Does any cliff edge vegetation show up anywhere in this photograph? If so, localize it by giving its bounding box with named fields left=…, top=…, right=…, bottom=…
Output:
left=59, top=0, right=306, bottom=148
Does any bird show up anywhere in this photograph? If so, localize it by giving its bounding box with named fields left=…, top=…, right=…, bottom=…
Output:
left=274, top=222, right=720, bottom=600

________________

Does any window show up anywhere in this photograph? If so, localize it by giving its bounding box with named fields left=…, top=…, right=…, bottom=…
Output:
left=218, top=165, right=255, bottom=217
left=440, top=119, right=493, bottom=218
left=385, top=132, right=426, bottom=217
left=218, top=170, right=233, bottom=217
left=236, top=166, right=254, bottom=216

________________

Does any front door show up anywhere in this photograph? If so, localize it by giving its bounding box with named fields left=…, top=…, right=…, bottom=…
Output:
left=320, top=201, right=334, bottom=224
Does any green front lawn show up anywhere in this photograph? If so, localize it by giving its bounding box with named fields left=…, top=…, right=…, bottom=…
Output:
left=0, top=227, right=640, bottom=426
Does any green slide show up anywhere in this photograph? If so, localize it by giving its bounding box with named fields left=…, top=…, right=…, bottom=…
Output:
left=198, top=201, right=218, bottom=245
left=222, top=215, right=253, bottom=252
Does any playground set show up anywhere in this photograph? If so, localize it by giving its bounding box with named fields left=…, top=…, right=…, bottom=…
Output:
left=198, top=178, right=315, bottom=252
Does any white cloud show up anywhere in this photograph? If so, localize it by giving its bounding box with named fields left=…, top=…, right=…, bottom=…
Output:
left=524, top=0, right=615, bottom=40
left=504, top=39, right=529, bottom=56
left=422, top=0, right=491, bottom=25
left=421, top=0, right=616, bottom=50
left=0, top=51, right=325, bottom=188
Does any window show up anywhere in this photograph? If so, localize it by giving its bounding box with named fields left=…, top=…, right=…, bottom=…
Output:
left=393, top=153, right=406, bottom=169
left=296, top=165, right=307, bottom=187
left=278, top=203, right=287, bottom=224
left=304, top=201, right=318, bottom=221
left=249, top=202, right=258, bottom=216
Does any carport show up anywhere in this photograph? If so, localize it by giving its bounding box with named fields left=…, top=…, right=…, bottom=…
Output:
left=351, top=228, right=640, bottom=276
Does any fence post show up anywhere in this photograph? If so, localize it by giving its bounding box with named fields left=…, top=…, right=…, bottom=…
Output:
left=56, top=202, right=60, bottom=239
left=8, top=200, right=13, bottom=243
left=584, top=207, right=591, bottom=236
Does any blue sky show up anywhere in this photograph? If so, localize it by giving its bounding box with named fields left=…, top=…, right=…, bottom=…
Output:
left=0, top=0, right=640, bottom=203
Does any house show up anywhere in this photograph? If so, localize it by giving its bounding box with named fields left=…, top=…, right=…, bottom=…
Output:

________________

■ **Goal**: Please print the lines above word for word, beginning at the line that contains "Does any front" and stopping after the line that contains "left=0, top=51, right=325, bottom=188".

■ **Output**:
Does any front door show up anywhere in this photograph? If so, localize it by giving its bounding box with named fields left=…, top=…, right=…, bottom=…
Output:
left=320, top=201, right=334, bottom=224
Does any green front lawn show up anywhere in this photograph? If so, localize it by giving its bounding box with named fields left=…, top=…, right=…, bottom=…
Output:
left=0, top=227, right=640, bottom=426
Does any green slide show up anywhere in this photograph? If so, localize it by giving its bounding box with named fields left=…, top=…, right=…, bottom=…
Output:
left=198, top=201, right=218, bottom=245
left=222, top=215, right=253, bottom=252
Does any playground set show up anywhere in this photograph? If so, localize it by giving its bounding box with named fields left=…, top=…, right=…, bottom=…
Output:
left=198, top=178, right=315, bottom=252
Does any white cloud show up anywhere in this photograph? If so, localize it by giving its bounding box with named fields left=…, top=…, right=…, bottom=…
Output:
left=524, top=0, right=615, bottom=40
left=504, top=39, right=529, bottom=56
left=422, top=0, right=491, bottom=25
left=421, top=0, right=616, bottom=50
left=0, top=51, right=325, bottom=188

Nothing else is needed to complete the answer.